• INSTRUCTION 1
According to the post on segmented regression below, which R package fits segmented regressions well?

• GIVEN TEXT
— start —
I'm looking at some prevalence data at the moment, where we believe the rate of increase in the condition has slowed in the last few years. I've tried fitting splines to the data, which are rather curvy. Mathematical complexity tends to make public health researchers unduly nervous, so I thought I'd try something simpler - segmented regression. The segmented package in R does a very nice job of this. I wanted to fit these segmented regressions to every group, for every subcategory of interest, so I wrote a lattice panel function:
panel.segmented_lm <- function(x, y, groups, subscripts, ...)
{
g = groups[subscripts]
for (group in levels(g)) {
x2 = x[g==group]
y2 = y[g==group]
if (length(x2) == 0 || length(y2) == 0)
next
lm_fit = lm(y2~x2)
# If segmented regression fails, fall back to the simple linear regression
segmented_fit = tryCatch(segmented(lm_fit, seg.Z=~x2, psi=list(x2=c(mean(x2)))),
error = function(e) {
lm_fit
})
panel.lines(x2, predict(segmented_fit), col = "black")
}
}
There's substantial room for improvement. The colours should vary by group, and I don't think I should have to iterate through the groups manually, but it's a start!
Oh, and in case you're wondering why I'm being cagey about what I'm analysing and why, there's a good reason for that. Some people aren't going to like the results very much, so we have to have an unassailable case before we publish. |
— end —
• SUPPLIED DATA
— start —
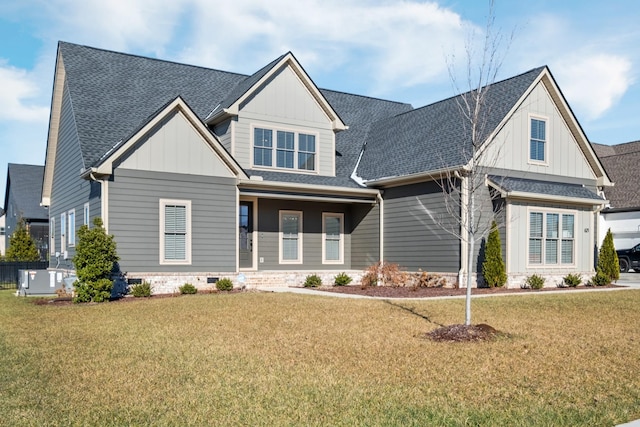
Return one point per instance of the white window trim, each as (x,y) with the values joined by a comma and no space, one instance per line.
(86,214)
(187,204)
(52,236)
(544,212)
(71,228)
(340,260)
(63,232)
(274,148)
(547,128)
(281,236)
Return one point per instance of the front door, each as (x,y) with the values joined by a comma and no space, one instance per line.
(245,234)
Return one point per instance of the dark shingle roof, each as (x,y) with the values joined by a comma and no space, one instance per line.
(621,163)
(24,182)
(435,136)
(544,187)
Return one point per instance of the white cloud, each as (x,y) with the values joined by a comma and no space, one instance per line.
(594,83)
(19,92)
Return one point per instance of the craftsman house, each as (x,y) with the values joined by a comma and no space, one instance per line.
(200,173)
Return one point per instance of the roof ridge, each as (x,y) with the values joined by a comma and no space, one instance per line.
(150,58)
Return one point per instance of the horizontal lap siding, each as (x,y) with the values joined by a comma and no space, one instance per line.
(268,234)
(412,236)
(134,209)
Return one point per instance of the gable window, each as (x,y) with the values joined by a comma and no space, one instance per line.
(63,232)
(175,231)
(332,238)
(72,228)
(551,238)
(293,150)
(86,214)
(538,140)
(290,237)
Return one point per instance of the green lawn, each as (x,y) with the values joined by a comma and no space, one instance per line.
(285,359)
— end —
— start —
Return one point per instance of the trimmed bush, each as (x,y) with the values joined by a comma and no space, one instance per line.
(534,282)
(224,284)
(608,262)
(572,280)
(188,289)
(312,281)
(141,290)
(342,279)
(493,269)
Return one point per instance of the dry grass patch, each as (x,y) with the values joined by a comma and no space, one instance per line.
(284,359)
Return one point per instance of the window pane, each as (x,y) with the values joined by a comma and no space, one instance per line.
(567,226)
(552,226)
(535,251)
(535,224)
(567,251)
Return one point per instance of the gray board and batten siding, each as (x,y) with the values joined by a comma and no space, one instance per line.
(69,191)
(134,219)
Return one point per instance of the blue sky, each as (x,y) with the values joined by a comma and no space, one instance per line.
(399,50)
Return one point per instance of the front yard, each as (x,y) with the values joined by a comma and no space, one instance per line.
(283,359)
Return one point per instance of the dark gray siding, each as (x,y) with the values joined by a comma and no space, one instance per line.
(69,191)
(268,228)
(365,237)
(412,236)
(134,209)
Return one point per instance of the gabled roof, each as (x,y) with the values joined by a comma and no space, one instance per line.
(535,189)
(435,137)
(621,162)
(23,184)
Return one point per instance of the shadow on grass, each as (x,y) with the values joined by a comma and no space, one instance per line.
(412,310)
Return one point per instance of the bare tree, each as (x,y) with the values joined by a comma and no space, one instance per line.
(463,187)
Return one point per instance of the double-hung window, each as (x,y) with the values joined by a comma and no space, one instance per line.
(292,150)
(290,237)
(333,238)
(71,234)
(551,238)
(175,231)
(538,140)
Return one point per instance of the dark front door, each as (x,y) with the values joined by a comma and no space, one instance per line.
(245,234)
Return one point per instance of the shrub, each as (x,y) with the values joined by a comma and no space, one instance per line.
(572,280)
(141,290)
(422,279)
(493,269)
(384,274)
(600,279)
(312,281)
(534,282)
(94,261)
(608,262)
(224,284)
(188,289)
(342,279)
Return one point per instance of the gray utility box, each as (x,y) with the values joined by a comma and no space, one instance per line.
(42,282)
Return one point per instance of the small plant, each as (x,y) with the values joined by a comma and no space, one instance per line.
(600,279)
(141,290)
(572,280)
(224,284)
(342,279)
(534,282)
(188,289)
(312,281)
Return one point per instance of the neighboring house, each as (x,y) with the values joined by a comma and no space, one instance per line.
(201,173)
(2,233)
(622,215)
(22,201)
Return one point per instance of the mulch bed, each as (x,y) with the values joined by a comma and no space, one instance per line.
— end —
• INSTRUCTION 2
State only the number of lines in the records above that contain the word "dark".

• PROBLEM SOLUTION 1
The segmented package.

• PROBLEM SOLUTION 2
3